+++ Texte fourni +++
Article de Kurt Landau paru dans La Vérité, n° 17, 3 janvier 1930, p. 3

Berlin, décembre 1929.

Le 22 décembre a eu lieu le plébiscite du bloc fasciste (Hugenherg-Hitler-Seldte) pour la « loi de liberté ». Six millions de voix environ ont été recueillies par ses promoteurs.

Comparé au nombre d’électeurs (42 millions) ou même aux suffrages des nationalistes et des socialistes nationaux aux élections au Reichstag (1928), le plébiscite ne semble pas avoir été un succès pour le bloc fasciste. En réalité, l’issue du plébiscite indique le progrès du fascisme allemand, car les six millions de voix marquent une augmentation de 50 % sur le referendum qui en recueillit quatre millions.

Le plébiscite sur la « loi de liberté » fasciste, qui repousse de plan Young, se fit sous le signe de la crise intérieure du parti nationaliste. La politique en faveur du bloc fasciste avec Hitler a provoqué le départ d’une partie des nationalistes. Dans ces conditions, le résultat du plébiscite est incontestablement un succès sérieux du fascisme, succès qu’il faut attribuer surtout à l’activité sérieusement croissante des socialistes nationaux qui, aux récentes élections au Landtag (en Bade et en Thuringe) et aux élections municipales (en Prusse, en Hesse et en Bavière), ont doublé et souvent même triplé le nombre de leurs voix de l’an dernier.


La croissance du fascisme constitue un danger sérieux pour la classe ouvrière allemande. Le fascisme prend racine dans les districts industriels importants et se fait déjà sentir dans les élections aux conseils d’usines de certains grands établissements de Berlin.

L’industrie lourde allemande organise et soutient financièrement le fascisme. Non pas parce qu’elle cherche à lui livrer l’appareil d’Etat. Les magnats de l’industrie lourde et de la finance allemande sont loin de songer à cela. Aussi longtemps que cela lui est possible, la bourgeoisie a le plus grand intérêt à maîtriser la classe ouvrière par les moyens de gouvernement courants. Et ces moyens courants ne sont encore nullement épuisés.
+++ Entrées des données +++
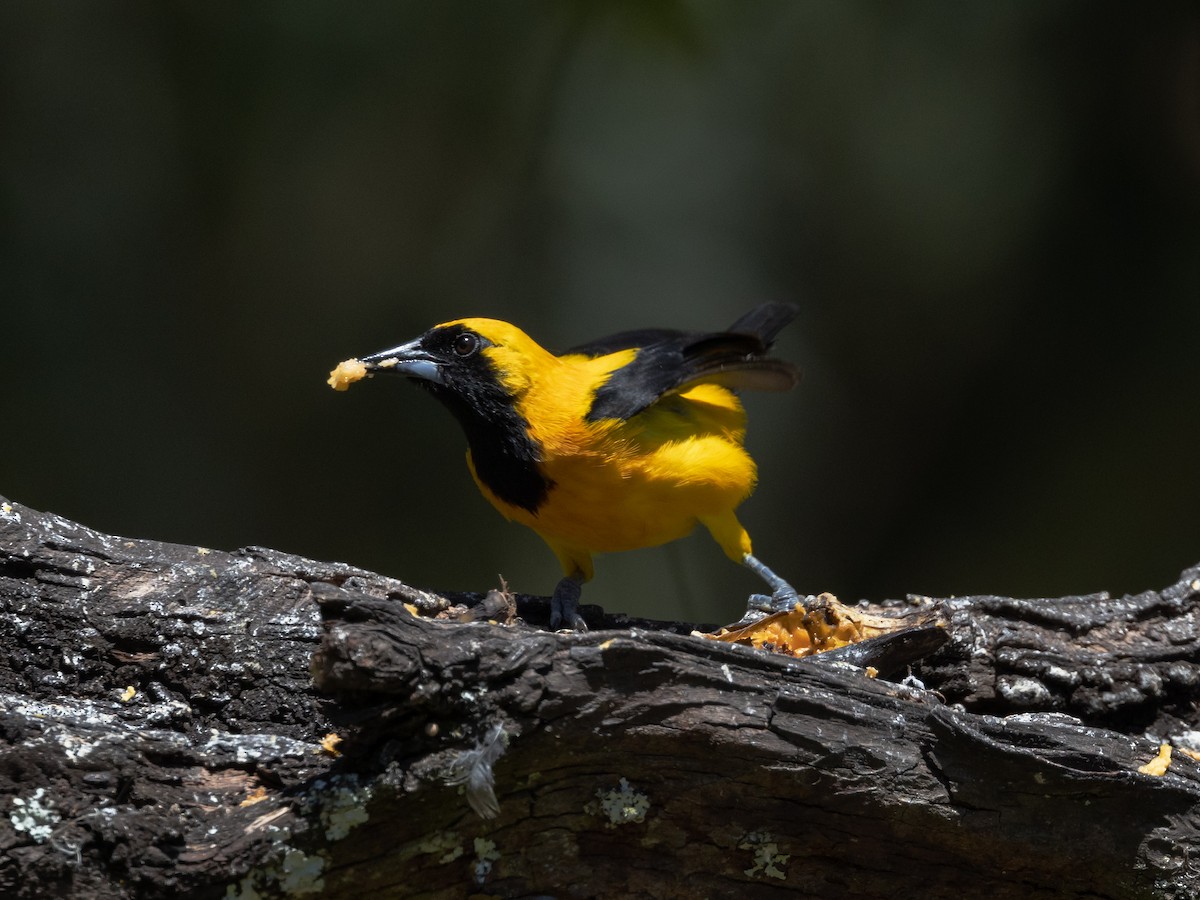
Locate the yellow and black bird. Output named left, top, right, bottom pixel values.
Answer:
left=330, top=304, right=799, bottom=629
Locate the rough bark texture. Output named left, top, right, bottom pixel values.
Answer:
left=0, top=498, right=1200, bottom=898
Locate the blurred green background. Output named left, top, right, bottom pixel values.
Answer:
left=0, top=0, right=1200, bottom=620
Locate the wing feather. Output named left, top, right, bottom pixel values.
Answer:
left=571, top=304, right=799, bottom=421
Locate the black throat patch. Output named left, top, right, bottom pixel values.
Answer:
left=419, top=356, right=553, bottom=512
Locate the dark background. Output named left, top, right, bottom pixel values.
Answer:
left=0, top=0, right=1200, bottom=620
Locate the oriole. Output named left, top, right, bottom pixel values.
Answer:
left=330, top=304, right=799, bottom=629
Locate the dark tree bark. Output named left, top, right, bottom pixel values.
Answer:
left=0, top=499, right=1200, bottom=899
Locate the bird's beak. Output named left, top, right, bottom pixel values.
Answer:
left=361, top=338, right=445, bottom=384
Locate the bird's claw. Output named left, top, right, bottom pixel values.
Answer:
left=550, top=576, right=588, bottom=631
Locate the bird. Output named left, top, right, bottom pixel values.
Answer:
left=329, top=302, right=799, bottom=630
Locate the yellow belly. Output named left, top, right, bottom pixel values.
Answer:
left=468, top=385, right=756, bottom=578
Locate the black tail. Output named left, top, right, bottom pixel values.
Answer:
left=730, top=304, right=800, bottom=348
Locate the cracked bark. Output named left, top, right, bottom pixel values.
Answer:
left=0, top=499, right=1200, bottom=898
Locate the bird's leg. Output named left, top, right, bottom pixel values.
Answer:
left=550, top=572, right=588, bottom=631
left=742, top=553, right=800, bottom=612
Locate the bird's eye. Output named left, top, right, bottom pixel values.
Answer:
left=454, top=331, right=479, bottom=356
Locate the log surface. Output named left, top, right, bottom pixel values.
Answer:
left=0, top=498, right=1200, bottom=898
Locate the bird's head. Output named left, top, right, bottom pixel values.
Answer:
left=361, top=318, right=554, bottom=419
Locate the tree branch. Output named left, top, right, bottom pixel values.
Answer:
left=0, top=499, right=1200, bottom=898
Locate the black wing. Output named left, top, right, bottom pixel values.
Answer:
left=570, top=304, right=799, bottom=421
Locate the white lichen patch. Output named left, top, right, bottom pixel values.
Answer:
left=738, top=832, right=792, bottom=881
left=596, top=779, right=650, bottom=828
left=8, top=787, right=62, bottom=844
left=475, top=838, right=500, bottom=884
left=224, top=849, right=329, bottom=900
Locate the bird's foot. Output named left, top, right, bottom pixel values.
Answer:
left=550, top=575, right=588, bottom=631
left=742, top=553, right=814, bottom=618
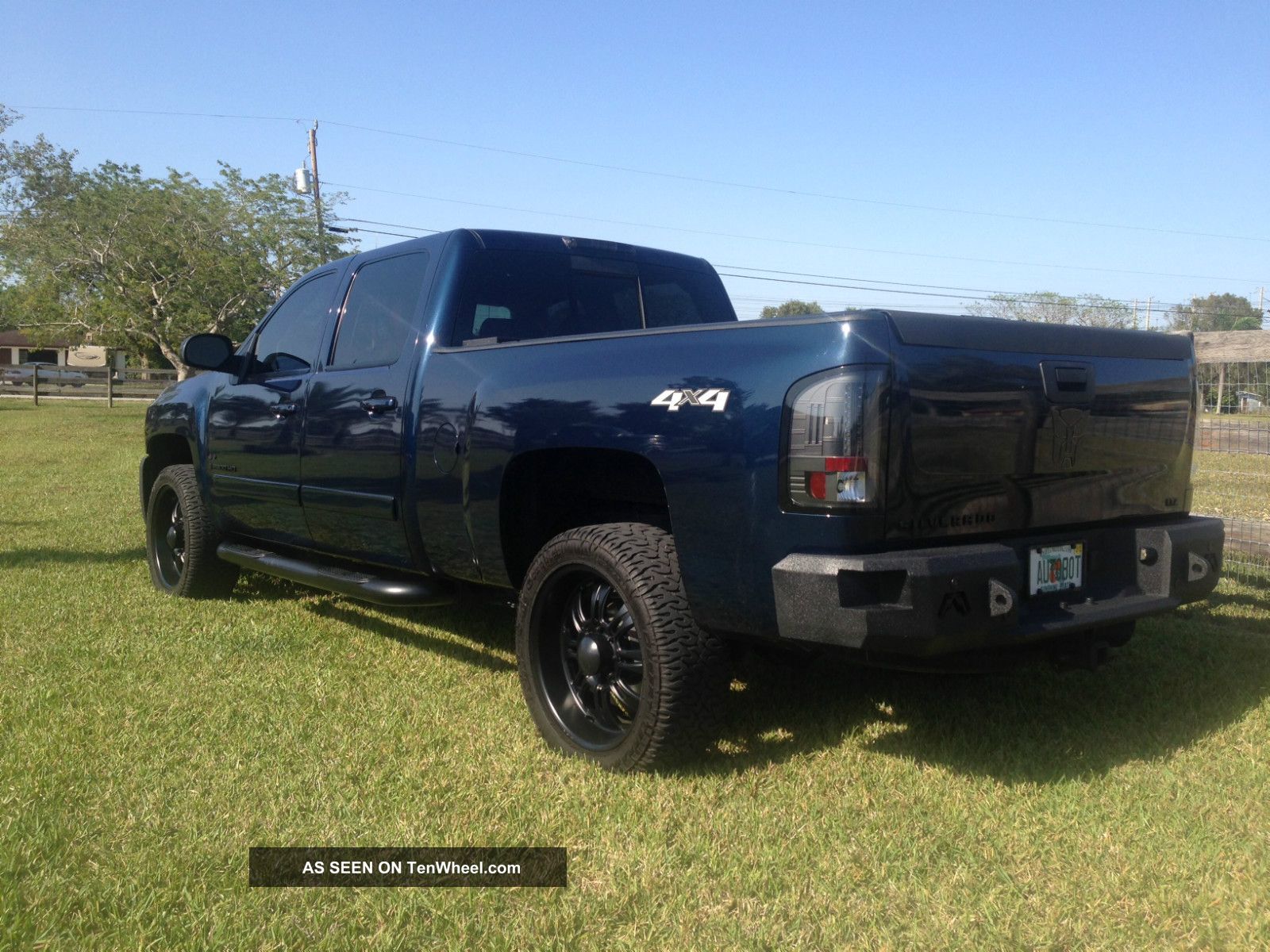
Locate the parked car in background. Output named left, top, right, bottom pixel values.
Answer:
left=0, top=360, right=87, bottom=387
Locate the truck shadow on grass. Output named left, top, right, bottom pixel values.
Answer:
left=687, top=608, right=1270, bottom=783
left=0, top=547, right=146, bottom=569
left=237, top=576, right=1270, bottom=783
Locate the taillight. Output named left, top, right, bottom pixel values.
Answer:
left=785, top=367, right=885, bottom=509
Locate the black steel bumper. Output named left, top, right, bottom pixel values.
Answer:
left=772, top=516, right=1224, bottom=656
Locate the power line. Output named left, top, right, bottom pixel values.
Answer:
left=327, top=209, right=1260, bottom=315
left=719, top=271, right=1215, bottom=313
left=326, top=182, right=1262, bottom=284
left=14, top=106, right=1270, bottom=241
left=715, top=264, right=1249, bottom=315
left=339, top=216, right=442, bottom=235
left=326, top=225, right=419, bottom=237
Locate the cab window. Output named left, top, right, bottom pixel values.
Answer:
left=330, top=251, right=428, bottom=370
left=252, top=271, right=335, bottom=376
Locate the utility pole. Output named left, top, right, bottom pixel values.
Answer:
left=309, top=119, right=326, bottom=264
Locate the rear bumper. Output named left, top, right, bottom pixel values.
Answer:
left=772, top=516, right=1224, bottom=656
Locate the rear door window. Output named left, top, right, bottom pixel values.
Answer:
left=330, top=251, right=428, bottom=370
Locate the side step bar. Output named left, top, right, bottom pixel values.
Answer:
left=216, top=542, right=453, bottom=607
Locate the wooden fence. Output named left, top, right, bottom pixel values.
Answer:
left=0, top=364, right=176, bottom=406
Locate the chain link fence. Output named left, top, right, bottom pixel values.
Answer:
left=1191, top=355, right=1270, bottom=582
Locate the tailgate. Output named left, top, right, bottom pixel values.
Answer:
left=885, top=313, right=1194, bottom=538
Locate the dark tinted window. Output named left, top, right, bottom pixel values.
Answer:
left=332, top=251, right=428, bottom=367
left=452, top=250, right=643, bottom=344
left=639, top=264, right=737, bottom=328
left=252, top=271, right=335, bottom=373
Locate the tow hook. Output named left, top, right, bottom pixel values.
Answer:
left=1049, top=639, right=1111, bottom=671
+++
Objectif de l'exercice: Poursuivez le texte fourni sur le plébiscite fasciste allemand de décembre 1929 à partir de sa dernière phrase.

Réponse à l'exercice:
Mais ce qui est presque épuisé, c’est le régime de coalition unissant la social-démocratie et les partis bourgeois. Personne, dans le clan de la bourgeoisie n’était plus capable que la social-démocratie, d’imposer le plan Young à la classe ouvrière. Il n’y a pas très longtemps, l’industrie lourde allemande réclamait, par la bouche d’un de ses « capitaines » (Silverberg), le régime de coalition. Maintenant que les travaux préliminaires sont accomplis, que la liberté d’action de la classe ouvrière est paralysée par la loi de Severing contre les communistes, que la politique sociale est complètement abandonnée (assurance-chômage) et que la réaction culturelle s’est fortement développée, la bourgeoisie allemande s’est décidée à porter le coup décisif ; elle a fait voter par Müller-Hilferding une réforme financière, dont la première étape est le « programme immédiat » qui prévoit une augmentation importante des impôts indirects et des droits de douane, en même temps que la réduction, tout aussi accentuée, des impôts atteignant la propriété.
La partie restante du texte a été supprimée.